>>>>

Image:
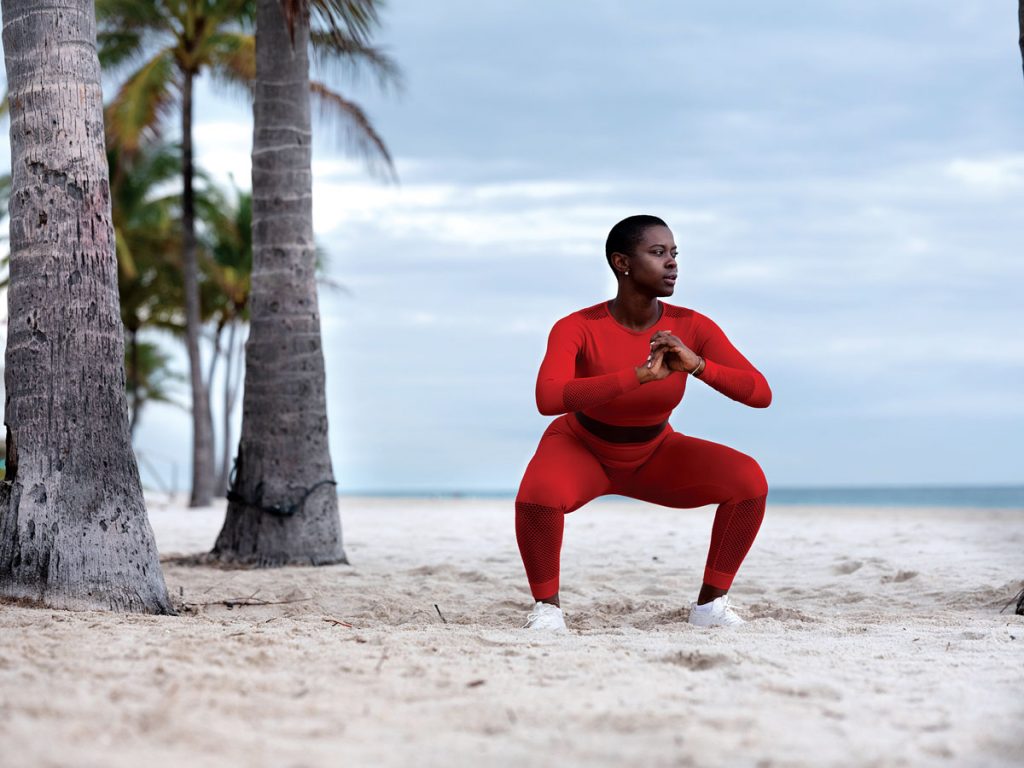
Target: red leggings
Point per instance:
(571, 467)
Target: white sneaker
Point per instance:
(716, 613)
(546, 616)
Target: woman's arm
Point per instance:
(558, 389)
(728, 371)
(723, 368)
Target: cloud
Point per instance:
(998, 175)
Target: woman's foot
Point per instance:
(546, 616)
(718, 612)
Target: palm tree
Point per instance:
(147, 232)
(1020, 18)
(228, 275)
(74, 531)
(176, 40)
(283, 505)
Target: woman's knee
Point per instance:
(750, 479)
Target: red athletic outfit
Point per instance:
(590, 367)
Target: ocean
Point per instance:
(984, 497)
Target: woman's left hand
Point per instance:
(678, 356)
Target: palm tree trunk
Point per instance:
(230, 390)
(202, 492)
(1020, 18)
(74, 532)
(135, 403)
(283, 508)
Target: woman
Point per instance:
(614, 372)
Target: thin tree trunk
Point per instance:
(74, 532)
(229, 392)
(1020, 19)
(202, 492)
(134, 403)
(284, 508)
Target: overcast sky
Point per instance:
(845, 181)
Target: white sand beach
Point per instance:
(876, 640)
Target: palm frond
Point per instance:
(231, 58)
(115, 15)
(118, 48)
(353, 56)
(357, 17)
(139, 108)
(356, 130)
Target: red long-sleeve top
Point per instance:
(591, 366)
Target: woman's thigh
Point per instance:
(686, 471)
(563, 473)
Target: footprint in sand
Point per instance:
(845, 568)
(695, 660)
(901, 576)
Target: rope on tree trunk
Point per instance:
(281, 511)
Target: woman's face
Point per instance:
(652, 265)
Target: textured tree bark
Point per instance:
(203, 462)
(74, 531)
(284, 462)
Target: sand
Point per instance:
(876, 640)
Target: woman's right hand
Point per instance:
(654, 368)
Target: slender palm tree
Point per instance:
(228, 274)
(1020, 18)
(283, 507)
(74, 530)
(147, 233)
(168, 44)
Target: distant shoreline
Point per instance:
(985, 497)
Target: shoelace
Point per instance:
(535, 614)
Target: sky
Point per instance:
(845, 181)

<<<<

- What the exercise asks -
If a line above holds the string "trunk", return it as it stands.

- Finished exercise -
Target: palm tree trunk
Target: thin tree trunk
Target: rope on tree trunk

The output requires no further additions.